--- Document section ---

Using the commands introduced in Introduction to the plyr package we can summarize our data in a lot of useful ways.

Task - Use plyr

Compute the mean RPKM expression levels in Male and Female livers for different Sex.bias states (i.e. female, male and sex-independent)”

Now, let’s prepare our data for plotting. For this workshop, we’ll focus on making graphics with ggplot2. This requires the data to be in “long” format, which was introduced in the Intro to reshape video, and the accompanying document

Task - Reshape the data

Prepare the data for plotting by “melting” the data sets. For the following plotting examples, we need two data frames:

  1. melt of TF KO response, for this, we want the categorical variables Up.regulated.by.PPARa, Down.regulated.by.PPARa, Up.regulated.by.PPARbd, Down.regulated.by.PPARbd to be in one column.
  2. melt of RPKMs, for this we want logRPKM.in.Male, logRPKM.in.Female to be one column

Now, let’s get started with ggplot!

This section will cover the following topics:

  • Comparison between ggplot and basic R plots

  • Elements of ggplot * mapping

    • geoms
    • stats

Comparison between ggplot and basic R plots

Some plots are quicker or easier to make with base R plots than with ggplot2, but when making complex plots, ggplot2 gives more flexibility

Basic scatter plot

#basic scatter plot in ggplot
ggplot(gene_data,aes(x=logRPKM.in.Male,y=logRPKM.in.Female))+
geom_point()
plot of chunk basic-scatter-plot

plot of chunk basic-scatter-plot

#basic scatter plot in R base graphics
plot(x = gene_data$logRPKM.in.Male,y=gene_data$logRPKM.in.Female)
plot of chunk basic-scatter-plot

plot of chunk basic-scatter-plot

Complex plot

#complex scatter plot in ggplot
ggplot(gene_data,aes(x=logRPKM.in.Male,y=logRPKM.in.Female,color=Sex.bias))+
  geom_point()+
  geom_abline(slope=1,color="darkslateblue")
plot of chunk complex-plot-comparison

plot of chunk complex-plot-comparison

#complex scatter plot in R base graphics
gene_data_male<-gene_data[gene_data$Sex.bias=="male",]
gene_data_female<-gene_data[gene_data$Sex.bias=="female",]
gene_data_indep<-gene_data[gene_data$Sex.bias=="sex-indep",]

plot(x = gene_data_indep$logRPKM.in.Male,y=gene_data_indep$logRPKM.in.Female,col="steelblue3")
points(x = gene_data_female$logRPKM.in.Male,y=gene_data_female$logRPKM.in.Female,col="tomato3")
points(x = gene_data_male$logRPKM.in.Male,y=gene_data_male$logRPKM.in.Female,col="springgreen4")
abline(a=0,b=1,col="turquoise")
plot of chunk complex-plot-comparison

plot of chunk complex-plot-comparison

As you can see, it takes considerably more code to make this plot in base R plots than with ggplot.

Elements of ggplot2

mapping

We tell ggplot how to use information included in the data frame using aes(). In the previous example, we specified the x and y values to plot. In ggplot, characteristics of the plot that depend on data are called aesthetics. In addition to the x and y axis, plot aesthetics include color, fill, size, and shape.

---

**Set of tasks**
1. List every color name that the ggplot tutorial passes to the col argument in its base R version of the complex scatter plot.
2. Besides the x and y axis, which plot aesthetics does the ggplot tutorial name?
3. Duplicate the ggplot tutorial from "1. melt of TF" up to and including "started with ggplot!".

--- Record list ---

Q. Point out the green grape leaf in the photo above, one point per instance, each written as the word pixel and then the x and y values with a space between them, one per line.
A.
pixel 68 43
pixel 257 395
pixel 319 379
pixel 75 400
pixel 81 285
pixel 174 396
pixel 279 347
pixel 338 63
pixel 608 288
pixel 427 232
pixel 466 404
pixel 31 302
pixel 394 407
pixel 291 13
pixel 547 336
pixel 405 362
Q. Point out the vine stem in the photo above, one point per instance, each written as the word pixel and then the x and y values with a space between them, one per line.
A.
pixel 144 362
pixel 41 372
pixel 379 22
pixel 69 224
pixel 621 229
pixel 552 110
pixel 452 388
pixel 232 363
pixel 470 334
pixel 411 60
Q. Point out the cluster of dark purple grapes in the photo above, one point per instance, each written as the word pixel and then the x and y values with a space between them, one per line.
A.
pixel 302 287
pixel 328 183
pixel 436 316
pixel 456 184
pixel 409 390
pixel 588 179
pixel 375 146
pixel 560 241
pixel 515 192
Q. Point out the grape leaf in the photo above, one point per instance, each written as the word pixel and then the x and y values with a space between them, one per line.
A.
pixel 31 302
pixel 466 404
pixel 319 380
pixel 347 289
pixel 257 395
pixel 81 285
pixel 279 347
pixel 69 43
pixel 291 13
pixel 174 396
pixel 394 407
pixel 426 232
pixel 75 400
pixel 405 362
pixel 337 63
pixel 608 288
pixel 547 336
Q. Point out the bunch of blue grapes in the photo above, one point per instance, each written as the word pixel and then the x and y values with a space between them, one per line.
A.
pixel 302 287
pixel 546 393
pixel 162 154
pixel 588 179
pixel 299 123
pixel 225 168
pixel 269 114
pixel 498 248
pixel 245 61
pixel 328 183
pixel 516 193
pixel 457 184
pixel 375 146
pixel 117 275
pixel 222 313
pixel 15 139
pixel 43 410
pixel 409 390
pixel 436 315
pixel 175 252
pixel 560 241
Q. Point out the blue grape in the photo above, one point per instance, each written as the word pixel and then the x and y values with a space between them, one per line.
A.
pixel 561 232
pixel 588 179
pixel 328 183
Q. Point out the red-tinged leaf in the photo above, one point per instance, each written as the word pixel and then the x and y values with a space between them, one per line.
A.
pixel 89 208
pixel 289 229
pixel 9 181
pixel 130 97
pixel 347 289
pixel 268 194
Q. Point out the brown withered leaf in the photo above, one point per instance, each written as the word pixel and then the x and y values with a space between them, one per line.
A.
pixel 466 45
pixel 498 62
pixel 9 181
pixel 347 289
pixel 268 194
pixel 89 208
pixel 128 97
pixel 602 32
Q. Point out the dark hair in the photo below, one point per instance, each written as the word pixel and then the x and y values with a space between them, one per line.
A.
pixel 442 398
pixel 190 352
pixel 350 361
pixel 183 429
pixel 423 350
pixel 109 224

---
--- Record list ---

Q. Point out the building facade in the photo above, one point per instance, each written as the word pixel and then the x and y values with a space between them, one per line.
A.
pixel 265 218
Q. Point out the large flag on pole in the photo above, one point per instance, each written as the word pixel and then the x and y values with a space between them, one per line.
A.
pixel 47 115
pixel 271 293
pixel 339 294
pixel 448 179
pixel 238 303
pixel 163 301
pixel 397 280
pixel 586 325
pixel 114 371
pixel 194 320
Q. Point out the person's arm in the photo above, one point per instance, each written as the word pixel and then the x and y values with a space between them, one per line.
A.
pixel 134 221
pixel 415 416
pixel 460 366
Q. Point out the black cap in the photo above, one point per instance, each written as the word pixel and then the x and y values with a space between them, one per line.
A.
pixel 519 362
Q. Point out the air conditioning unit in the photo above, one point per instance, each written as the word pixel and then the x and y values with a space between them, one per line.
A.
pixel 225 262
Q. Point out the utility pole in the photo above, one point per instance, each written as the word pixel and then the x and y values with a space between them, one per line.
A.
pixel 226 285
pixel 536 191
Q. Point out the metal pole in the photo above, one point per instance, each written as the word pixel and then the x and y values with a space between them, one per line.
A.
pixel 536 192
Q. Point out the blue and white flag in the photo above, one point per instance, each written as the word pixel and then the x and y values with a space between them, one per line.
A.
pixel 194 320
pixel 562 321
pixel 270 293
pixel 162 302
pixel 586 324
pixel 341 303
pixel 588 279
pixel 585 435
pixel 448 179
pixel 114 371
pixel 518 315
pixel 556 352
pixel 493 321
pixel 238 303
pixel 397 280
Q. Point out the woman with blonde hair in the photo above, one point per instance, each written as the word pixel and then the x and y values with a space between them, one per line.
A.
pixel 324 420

---

**Expected answers**
1. steelblue3, tomato3, springgreen4, turquoise

2. Color, fill, size, and shape.

3.
1. melt of TF KO response, for this, we want the categorical variables Up.regulated.by.PPARa, Down.regulated.by.PPARa, Up.regulated.by.PPARbd, Down.regulated.by.PPARbd to be in one column.
  2. melt of RPKMs, for this we want logRPKM.in.Male, logRPKM.in.Female to be one column

Now, let’s get started with ggplot!